• _Problem requirements_
Could you rewrite every line below as a JSON list of strings, one string per line and no blank lines, leaving out the pictures?

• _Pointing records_

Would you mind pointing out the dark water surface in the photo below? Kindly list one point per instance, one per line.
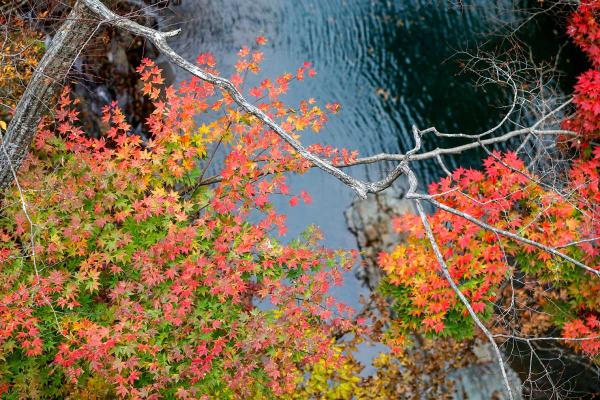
(389, 63)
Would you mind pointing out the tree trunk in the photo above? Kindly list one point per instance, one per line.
(47, 79)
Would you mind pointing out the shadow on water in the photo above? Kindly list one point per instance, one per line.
(390, 64)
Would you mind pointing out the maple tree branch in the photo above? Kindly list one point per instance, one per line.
(159, 40)
(461, 296)
(502, 232)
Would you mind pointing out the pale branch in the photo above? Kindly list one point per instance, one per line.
(361, 187)
(502, 232)
(458, 149)
(159, 40)
(461, 296)
(43, 86)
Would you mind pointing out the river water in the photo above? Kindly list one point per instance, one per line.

• _Correct answer_
[
  "Would you mind pointing out the dark water surface in the photo below? Kindly list one point per instance, one per line.",
  "(389, 63)",
  "Would you mind pointing out the tree trunk in the photo above? Kindly list one point per instance, one per line.",
  "(47, 79)",
  "Would you mind pointing out the shadow on water in the photo above? Kindly list one point per instance, one per line.",
  "(390, 64)",
  "Would you mind pointing out the maple tree branch in the photo above? Kindly list one point per instance, one per line.",
  "(159, 40)",
  "(461, 296)",
  "(502, 232)",
  "Would you mind pointing out the pale branch in the photo above? Kindly list one point per instance, one per line.",
  "(361, 187)",
  "(502, 232)",
  "(458, 149)",
  "(159, 40)",
  "(461, 296)",
  "(43, 86)",
  "Would you mind pointing out the river water in the photo above? Kindly list one point per instance, one per line."
]